_ТЕКСТ ДЛЯ ЧТЕНИЯ_:

# # # #

Этот мотив – ограждение русского купечества от серьезной конкуренции – имел уже свою историю; в Киеве, например, евреев выселили в угоду местному торгово-промышленному классу, несмотря на то, что эта мера должна была вызвать вздорожание товаров в городе; а еще раньше московское купечество подчеркнуло, что не религиозная вражда, а только торговые интересы побуждают его просить об удалении евреев, причем из разных обвинений, предъявленных купечеством к ним, существенным являлось то, что евреи продают товары по более низкой цене.

Группа из 22 членов выставила и другие соображения против допущения евреев во внутренние губернии: евреям придется разрешить держать при себе в услужении христиан, что законом запрещено, или брать с собою единоверцев, которые по своему званию не должны бы пользоваться правом проживания внутри России; кроме того, вместе с купцами черту оседлости покинут также их семейства; вообще же занятия, которые и по закону, и по обычаю присвоены купцам первой гильдии, чужды «обыкновенному духу еврейской промышленности»; наконец, право вступать в гильдию основано на капитале, а не на нравственных качествах и не на образовании, которое могло бы устранить препятствия к допущению евреев во внутренние губернии. Таким образом, можно было бы думать, что 22-членная группа имеет в виду облегчить положение евреев, удовлетворяющих известному образовательному цензу. Но уже следующее, заключительное соображение устраняло всякую мысль о том, чтобы эти государственные люди согласились предоставить водворение внутри России какой бы то ни было группе евреев.

# # # #

_ЗАДАНИЯ_:
(a) Что, согласно тексту о допуске евреев во внутренние губернии, побуждало московское купечество просить об удалении евреев?
(b) Пожалуйста, продолжите текст о допуске евреев во внутренние губернии, начиная сразу после его последнего предложения.
Данные — отдельный материал, с текстом они не связаны.

_ПРЕДСТАВЛЕННЫЕ ДАННЫЕ_:
# # # #

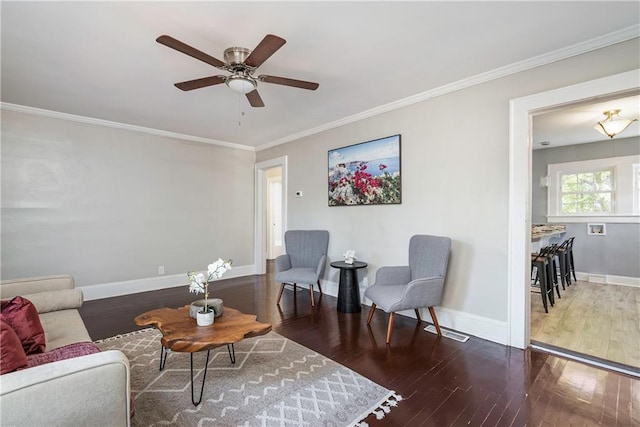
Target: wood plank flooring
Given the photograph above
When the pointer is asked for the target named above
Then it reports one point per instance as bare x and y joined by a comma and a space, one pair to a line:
594, 319
443, 382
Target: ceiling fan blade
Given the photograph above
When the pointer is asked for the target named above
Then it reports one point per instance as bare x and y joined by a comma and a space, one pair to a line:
267, 47
188, 50
254, 99
288, 82
198, 83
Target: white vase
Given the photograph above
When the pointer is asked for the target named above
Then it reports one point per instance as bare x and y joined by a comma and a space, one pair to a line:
215, 303
205, 319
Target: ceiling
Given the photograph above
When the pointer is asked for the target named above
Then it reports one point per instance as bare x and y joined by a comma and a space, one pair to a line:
574, 124
100, 59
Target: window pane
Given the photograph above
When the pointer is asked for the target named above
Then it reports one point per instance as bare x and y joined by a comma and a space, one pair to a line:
587, 192
569, 183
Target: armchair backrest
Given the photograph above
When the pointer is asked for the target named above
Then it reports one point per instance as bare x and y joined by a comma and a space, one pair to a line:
428, 256
306, 247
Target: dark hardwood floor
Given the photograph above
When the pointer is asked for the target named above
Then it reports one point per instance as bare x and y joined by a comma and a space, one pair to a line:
443, 382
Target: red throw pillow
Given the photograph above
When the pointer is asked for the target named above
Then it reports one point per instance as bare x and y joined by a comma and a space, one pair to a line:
22, 316
12, 355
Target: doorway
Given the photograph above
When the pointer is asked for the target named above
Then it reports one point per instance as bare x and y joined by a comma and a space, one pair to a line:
274, 212
520, 181
270, 210
596, 316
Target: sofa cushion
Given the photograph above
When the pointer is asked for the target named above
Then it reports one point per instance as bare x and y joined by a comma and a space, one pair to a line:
12, 355
62, 353
63, 327
23, 318
49, 301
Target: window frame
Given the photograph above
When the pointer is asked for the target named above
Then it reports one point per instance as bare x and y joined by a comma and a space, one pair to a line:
625, 203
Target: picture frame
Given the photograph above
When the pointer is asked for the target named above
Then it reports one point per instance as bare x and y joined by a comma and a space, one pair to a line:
367, 173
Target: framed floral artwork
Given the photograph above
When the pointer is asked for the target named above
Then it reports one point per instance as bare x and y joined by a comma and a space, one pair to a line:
367, 173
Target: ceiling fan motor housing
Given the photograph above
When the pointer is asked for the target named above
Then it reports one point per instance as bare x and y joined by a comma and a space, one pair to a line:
236, 55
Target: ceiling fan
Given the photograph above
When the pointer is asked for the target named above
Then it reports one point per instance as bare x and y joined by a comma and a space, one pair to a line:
241, 63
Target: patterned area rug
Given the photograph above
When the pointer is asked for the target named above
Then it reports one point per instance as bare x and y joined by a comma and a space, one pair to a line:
274, 382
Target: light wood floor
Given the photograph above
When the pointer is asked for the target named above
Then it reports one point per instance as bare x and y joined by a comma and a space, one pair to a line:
594, 319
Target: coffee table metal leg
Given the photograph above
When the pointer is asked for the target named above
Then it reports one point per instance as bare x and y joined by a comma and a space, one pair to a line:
204, 377
232, 352
164, 353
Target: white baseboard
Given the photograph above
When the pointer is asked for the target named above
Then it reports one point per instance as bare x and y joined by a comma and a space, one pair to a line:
609, 279
114, 289
481, 327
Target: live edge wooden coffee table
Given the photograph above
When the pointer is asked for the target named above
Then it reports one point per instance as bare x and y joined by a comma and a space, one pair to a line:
181, 333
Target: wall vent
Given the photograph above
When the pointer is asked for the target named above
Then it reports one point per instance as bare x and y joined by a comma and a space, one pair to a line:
449, 334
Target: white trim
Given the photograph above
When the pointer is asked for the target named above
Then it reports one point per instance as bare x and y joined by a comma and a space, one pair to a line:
609, 279
537, 61
118, 125
617, 219
260, 233
482, 327
615, 37
520, 184
467, 323
128, 287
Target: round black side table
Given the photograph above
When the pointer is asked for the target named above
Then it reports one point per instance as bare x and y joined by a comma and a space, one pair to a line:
348, 290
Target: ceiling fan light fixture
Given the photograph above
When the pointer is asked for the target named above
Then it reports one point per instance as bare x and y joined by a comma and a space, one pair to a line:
241, 84
613, 124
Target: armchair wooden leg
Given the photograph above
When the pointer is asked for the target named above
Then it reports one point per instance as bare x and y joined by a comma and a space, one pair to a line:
280, 294
435, 320
313, 302
371, 310
390, 327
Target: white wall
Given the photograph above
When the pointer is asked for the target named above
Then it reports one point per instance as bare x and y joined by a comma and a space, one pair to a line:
110, 205
454, 182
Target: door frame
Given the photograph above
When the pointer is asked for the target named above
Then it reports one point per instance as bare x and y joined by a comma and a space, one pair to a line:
260, 231
521, 111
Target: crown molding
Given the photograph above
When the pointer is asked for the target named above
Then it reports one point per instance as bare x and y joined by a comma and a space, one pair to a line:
117, 125
620, 36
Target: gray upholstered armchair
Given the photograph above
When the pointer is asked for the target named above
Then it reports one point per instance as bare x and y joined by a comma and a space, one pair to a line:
304, 260
414, 286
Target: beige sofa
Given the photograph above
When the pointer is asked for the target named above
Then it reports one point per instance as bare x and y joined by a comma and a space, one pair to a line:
86, 390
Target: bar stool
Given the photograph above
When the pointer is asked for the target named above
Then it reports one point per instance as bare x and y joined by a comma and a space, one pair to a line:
572, 266
562, 254
552, 280
541, 264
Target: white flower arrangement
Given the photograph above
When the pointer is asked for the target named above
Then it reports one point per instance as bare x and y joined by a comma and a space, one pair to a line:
199, 282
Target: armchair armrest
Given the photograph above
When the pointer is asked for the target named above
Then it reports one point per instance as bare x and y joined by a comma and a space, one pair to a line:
425, 292
33, 285
394, 275
86, 390
283, 263
321, 265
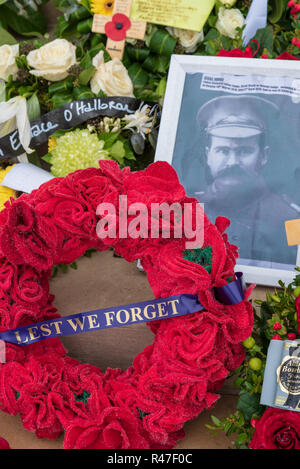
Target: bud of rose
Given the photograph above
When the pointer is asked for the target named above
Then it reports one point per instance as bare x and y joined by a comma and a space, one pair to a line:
253, 422
276, 337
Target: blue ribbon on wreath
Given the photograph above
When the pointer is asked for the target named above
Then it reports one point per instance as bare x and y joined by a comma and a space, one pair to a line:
135, 313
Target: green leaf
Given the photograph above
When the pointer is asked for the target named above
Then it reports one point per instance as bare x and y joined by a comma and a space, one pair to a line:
248, 404
265, 38
162, 43
79, 14
138, 55
2, 90
31, 20
109, 138
212, 35
47, 158
33, 107
59, 99
138, 75
129, 155
86, 75
82, 92
277, 10
242, 437
85, 26
6, 38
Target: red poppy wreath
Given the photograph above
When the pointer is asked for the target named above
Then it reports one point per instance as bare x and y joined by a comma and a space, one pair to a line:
172, 380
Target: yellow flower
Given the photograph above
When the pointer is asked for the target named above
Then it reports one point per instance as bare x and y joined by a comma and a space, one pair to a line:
102, 7
5, 192
51, 143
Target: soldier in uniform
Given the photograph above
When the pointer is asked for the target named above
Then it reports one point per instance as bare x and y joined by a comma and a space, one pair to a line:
236, 150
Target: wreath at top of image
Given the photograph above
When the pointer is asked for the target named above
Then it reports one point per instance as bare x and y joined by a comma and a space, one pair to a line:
170, 381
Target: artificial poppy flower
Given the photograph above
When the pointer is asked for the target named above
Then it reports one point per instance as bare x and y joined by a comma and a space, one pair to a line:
118, 27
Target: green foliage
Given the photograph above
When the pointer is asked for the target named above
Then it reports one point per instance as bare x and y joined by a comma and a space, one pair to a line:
23, 17
277, 307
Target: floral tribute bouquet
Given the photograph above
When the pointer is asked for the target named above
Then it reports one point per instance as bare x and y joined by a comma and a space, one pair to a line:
171, 381
33, 82
254, 425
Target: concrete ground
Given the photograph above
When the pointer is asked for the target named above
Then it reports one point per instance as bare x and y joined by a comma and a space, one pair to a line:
102, 281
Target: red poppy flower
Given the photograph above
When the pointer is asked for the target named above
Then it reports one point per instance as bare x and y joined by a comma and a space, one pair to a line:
117, 28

# # # #

_ОТВЕТЫ К ЗАДАНИЯМ_:
(a) Только торговые интересы, а не религиозная вражда.

(b)
«Дозволение евреям, в каком бы то звании ни было, постоянного пребывания во внутренних губерниях произвело бы весьма неприятное впечатление в нашем народе, который и по понятиям веры, и по общему мнению о нравственных свойствах евреев вообще привык чуждаться и презирать их. Некоторые иностранные державы, где евреям предоставлены все гражданские права наравне с прочими подданными, не могут служить примером для России, сколько по несравненно большему у нас числу евреев, столько и потому, что правительство и народ наш, при всей известной веротерпимости, весьма, однако же, далеки от того равнодушия, с коим некоторые другие нации смотрят на предметы веры».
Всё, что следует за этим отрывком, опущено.